# BRIEF
Write out the items below word for word, starting at the line that contains "of the golf" and continuing through the last line of the items.
--- START OF MATERIAL ---
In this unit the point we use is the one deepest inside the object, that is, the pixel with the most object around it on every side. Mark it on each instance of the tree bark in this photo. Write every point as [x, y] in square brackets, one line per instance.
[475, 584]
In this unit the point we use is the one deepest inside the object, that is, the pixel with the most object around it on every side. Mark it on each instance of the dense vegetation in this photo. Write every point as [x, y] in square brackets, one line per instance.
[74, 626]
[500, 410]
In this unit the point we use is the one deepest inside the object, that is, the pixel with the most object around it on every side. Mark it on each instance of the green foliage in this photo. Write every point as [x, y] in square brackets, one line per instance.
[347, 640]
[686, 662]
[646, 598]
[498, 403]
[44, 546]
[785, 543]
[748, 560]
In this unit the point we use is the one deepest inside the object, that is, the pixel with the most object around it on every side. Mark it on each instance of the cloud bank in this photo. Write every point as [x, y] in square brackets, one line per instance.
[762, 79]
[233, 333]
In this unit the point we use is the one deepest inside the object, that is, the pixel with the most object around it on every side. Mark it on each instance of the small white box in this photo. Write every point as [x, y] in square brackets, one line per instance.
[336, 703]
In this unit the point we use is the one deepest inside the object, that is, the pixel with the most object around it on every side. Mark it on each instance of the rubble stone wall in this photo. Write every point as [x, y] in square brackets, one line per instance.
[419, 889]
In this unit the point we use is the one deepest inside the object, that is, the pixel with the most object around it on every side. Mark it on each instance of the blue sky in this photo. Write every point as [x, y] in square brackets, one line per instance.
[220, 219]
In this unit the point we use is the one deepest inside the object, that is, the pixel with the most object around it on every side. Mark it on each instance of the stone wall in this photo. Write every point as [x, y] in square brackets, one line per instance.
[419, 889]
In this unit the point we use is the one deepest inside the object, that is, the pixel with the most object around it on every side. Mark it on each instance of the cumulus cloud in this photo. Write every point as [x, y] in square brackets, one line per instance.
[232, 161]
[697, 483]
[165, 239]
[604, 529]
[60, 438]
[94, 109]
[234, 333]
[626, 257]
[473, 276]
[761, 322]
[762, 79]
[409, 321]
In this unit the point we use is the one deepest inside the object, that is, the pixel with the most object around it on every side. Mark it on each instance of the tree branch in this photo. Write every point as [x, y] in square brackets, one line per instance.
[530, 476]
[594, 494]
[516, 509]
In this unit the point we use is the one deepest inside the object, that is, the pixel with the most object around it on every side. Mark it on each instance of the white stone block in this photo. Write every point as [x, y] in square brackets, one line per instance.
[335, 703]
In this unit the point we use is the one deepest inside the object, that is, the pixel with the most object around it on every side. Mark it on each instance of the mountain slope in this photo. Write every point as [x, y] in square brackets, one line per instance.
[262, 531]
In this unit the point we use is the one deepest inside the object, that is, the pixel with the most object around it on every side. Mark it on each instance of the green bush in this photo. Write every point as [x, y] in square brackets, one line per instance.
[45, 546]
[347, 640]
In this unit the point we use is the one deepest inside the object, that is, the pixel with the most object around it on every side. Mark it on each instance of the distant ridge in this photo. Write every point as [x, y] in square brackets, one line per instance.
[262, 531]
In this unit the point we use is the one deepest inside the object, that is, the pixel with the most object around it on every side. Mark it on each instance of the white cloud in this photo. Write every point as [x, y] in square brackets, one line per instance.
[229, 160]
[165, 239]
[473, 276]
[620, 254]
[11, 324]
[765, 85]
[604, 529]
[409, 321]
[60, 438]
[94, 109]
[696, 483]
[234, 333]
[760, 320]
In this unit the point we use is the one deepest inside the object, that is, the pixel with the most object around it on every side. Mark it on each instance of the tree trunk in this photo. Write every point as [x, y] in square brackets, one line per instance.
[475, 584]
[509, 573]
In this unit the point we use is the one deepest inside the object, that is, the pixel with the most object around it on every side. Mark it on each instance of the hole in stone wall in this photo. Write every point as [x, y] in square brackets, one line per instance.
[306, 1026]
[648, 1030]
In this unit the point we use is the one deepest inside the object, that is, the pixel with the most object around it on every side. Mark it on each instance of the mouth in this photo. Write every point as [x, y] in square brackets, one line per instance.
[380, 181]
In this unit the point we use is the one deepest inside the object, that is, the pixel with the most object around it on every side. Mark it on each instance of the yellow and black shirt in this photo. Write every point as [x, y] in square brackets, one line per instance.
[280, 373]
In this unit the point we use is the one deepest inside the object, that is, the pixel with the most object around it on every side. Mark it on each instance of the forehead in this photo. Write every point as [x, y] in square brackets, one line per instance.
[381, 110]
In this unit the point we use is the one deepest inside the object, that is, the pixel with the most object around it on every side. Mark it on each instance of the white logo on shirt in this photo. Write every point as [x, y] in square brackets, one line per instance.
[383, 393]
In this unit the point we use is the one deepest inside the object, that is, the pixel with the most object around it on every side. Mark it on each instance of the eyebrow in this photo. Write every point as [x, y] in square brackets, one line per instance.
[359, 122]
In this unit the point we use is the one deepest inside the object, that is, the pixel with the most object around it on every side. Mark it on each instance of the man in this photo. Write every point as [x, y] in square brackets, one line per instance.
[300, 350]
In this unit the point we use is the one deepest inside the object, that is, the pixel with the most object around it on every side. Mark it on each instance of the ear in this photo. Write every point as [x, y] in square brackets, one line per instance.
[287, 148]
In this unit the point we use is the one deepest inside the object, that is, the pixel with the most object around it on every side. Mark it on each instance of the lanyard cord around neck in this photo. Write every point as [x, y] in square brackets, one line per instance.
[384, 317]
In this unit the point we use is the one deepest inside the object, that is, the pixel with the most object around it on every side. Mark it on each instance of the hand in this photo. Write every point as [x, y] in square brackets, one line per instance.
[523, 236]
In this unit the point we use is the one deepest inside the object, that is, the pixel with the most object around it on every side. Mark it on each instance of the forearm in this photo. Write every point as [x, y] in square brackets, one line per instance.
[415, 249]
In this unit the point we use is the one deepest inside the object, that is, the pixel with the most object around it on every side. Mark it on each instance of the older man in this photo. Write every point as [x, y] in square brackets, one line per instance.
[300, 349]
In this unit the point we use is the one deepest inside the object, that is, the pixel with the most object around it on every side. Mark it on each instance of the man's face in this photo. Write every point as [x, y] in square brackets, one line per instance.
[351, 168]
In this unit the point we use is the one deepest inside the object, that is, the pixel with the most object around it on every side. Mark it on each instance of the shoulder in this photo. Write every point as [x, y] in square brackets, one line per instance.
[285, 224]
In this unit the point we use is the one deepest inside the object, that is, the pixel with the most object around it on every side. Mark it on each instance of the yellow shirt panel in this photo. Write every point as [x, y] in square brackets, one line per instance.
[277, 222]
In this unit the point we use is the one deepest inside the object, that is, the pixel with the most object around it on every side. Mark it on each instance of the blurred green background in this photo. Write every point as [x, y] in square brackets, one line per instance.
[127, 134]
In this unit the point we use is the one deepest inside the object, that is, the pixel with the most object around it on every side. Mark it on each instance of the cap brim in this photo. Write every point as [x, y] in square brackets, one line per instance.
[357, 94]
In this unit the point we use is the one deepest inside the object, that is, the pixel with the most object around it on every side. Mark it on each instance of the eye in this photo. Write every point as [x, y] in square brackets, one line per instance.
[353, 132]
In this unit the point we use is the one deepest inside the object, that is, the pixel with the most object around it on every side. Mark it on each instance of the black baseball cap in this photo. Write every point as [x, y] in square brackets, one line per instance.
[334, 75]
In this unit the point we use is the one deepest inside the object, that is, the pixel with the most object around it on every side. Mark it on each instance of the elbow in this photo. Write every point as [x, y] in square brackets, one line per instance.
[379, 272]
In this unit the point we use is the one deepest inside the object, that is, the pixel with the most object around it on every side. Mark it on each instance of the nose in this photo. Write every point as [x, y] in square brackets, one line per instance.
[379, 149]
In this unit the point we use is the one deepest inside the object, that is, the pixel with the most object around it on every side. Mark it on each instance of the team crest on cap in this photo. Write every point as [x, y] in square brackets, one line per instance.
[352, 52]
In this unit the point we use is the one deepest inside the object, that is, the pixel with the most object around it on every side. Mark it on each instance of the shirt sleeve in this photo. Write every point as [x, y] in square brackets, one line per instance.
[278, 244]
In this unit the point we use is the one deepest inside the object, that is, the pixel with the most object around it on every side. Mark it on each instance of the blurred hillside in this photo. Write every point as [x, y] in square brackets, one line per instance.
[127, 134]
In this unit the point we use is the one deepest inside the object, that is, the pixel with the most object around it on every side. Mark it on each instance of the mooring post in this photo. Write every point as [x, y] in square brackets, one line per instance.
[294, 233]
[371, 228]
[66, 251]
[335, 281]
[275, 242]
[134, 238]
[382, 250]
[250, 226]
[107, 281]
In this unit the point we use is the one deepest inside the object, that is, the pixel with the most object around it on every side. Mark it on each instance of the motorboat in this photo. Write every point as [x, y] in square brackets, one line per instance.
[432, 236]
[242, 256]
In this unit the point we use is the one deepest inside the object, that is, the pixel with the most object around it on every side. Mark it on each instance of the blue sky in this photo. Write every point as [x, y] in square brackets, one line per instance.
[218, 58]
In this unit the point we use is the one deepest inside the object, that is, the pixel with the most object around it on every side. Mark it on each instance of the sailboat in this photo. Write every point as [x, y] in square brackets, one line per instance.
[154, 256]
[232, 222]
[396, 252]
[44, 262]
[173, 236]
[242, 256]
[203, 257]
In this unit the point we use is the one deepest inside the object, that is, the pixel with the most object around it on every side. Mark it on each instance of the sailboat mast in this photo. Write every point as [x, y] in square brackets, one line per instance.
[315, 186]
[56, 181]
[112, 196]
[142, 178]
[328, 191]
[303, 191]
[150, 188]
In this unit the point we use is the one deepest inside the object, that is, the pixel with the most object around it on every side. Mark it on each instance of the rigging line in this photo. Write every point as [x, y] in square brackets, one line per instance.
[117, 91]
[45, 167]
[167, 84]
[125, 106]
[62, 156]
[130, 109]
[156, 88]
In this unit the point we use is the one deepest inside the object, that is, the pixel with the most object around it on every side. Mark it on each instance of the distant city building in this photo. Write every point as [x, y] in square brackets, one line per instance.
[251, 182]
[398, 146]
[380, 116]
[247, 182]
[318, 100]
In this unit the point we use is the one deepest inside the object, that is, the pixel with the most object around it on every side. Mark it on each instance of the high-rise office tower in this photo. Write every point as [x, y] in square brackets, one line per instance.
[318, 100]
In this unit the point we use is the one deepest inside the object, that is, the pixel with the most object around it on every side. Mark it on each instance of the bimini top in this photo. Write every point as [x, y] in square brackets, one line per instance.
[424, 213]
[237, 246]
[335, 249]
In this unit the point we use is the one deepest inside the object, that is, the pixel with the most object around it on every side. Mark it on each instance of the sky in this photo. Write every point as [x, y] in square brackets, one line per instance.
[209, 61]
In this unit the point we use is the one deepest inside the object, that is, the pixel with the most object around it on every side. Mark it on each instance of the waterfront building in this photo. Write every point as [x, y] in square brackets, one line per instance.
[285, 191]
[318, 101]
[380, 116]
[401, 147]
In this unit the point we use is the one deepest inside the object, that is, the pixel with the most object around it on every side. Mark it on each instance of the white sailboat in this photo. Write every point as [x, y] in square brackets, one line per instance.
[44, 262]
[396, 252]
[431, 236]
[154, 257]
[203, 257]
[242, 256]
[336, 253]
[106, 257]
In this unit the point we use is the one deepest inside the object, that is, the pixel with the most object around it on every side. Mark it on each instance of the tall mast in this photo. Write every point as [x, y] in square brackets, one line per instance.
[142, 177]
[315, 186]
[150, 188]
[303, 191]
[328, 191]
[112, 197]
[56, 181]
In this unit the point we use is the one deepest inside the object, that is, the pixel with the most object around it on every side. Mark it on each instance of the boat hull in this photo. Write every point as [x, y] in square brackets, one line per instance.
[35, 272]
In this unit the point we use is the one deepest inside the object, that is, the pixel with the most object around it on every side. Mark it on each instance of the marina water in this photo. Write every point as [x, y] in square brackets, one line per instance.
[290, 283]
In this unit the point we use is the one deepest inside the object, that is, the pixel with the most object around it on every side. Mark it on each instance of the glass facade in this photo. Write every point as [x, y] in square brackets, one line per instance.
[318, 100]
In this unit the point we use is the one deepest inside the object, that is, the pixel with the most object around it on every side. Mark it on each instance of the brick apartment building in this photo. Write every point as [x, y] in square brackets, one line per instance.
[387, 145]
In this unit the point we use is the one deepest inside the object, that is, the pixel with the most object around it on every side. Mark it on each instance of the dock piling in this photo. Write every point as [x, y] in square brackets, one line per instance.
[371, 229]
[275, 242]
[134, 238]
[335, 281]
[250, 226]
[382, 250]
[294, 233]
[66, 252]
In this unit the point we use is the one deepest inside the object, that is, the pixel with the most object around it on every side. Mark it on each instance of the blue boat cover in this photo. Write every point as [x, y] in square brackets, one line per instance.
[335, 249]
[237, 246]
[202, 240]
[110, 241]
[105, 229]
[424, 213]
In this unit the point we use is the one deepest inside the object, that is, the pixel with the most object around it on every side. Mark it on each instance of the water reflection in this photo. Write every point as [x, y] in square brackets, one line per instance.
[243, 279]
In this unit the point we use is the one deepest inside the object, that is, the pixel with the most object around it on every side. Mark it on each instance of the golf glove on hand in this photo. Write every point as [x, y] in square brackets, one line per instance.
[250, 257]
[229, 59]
--- END OF MATERIAL ---
# RESULT
In this unit the point we use is the one deepest inside the object, that is, the pixel with the most object around it on every side. Mark it on each instance of the golf glove on hand in this photo. Write every point as [x, y] in square brackets, one line per instance.
[250, 257]
[229, 59]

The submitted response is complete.